Exercise brief
Copy all the entries below exactly, but not the pictures.

--- Start Material for this exercise ---

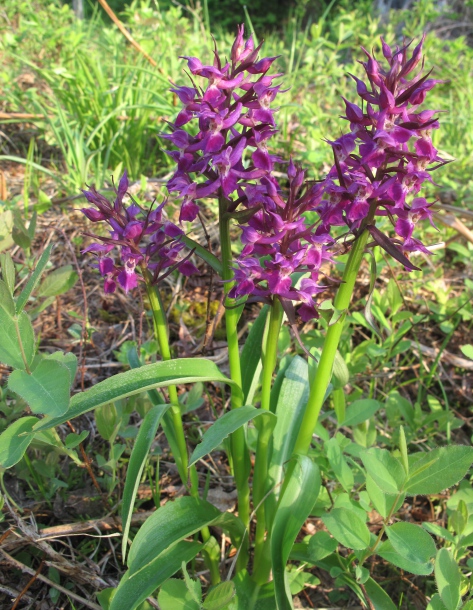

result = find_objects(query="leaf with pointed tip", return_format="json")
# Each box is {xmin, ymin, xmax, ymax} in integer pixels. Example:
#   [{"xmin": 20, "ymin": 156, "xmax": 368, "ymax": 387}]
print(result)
[
  {"xmin": 16, "ymin": 244, "xmax": 53, "ymax": 313},
  {"xmin": 0, "ymin": 417, "xmax": 38, "ymax": 468},
  {"xmin": 8, "ymin": 358, "xmax": 71, "ymax": 417},
  {"xmin": 32, "ymin": 358, "xmax": 233, "ymax": 430},
  {"xmin": 0, "ymin": 307, "xmax": 35, "ymax": 370},
  {"xmin": 271, "ymin": 454, "xmax": 321, "ymax": 610},
  {"xmin": 110, "ymin": 541, "xmax": 202, "ymax": 610},
  {"xmin": 121, "ymin": 405, "xmax": 171, "ymax": 561}
]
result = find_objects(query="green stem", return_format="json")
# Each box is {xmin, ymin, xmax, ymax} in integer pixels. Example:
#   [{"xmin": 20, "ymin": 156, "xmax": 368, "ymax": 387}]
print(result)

--- End Material for this exercise ---

Output below
result = find_objects(query="leaf with pointed tip", return_format="json")
# Each box is {xmin, ymin, xmax, ymax} in integer pixels. Example:
#   [{"xmin": 20, "ymin": 156, "xmax": 368, "ymax": 387}]
print(result)
[
  {"xmin": 16, "ymin": 244, "xmax": 53, "ymax": 313},
  {"xmin": 0, "ymin": 417, "xmax": 38, "ymax": 468},
  {"xmin": 8, "ymin": 358, "xmax": 71, "ymax": 417},
  {"xmin": 32, "ymin": 358, "xmax": 233, "ymax": 430},
  {"xmin": 0, "ymin": 307, "xmax": 35, "ymax": 370},
  {"xmin": 271, "ymin": 454, "xmax": 321, "ymax": 610},
  {"xmin": 110, "ymin": 541, "xmax": 202, "ymax": 610},
  {"xmin": 121, "ymin": 405, "xmax": 171, "ymax": 561}
]
result = find_objects(query="green stem", return_format="json")
# Each box is {xmin, ymin, xmax, ymax} in integer pixels. Example:
#   [{"xmin": 20, "ymin": 156, "xmax": 368, "ymax": 387}]
print(result)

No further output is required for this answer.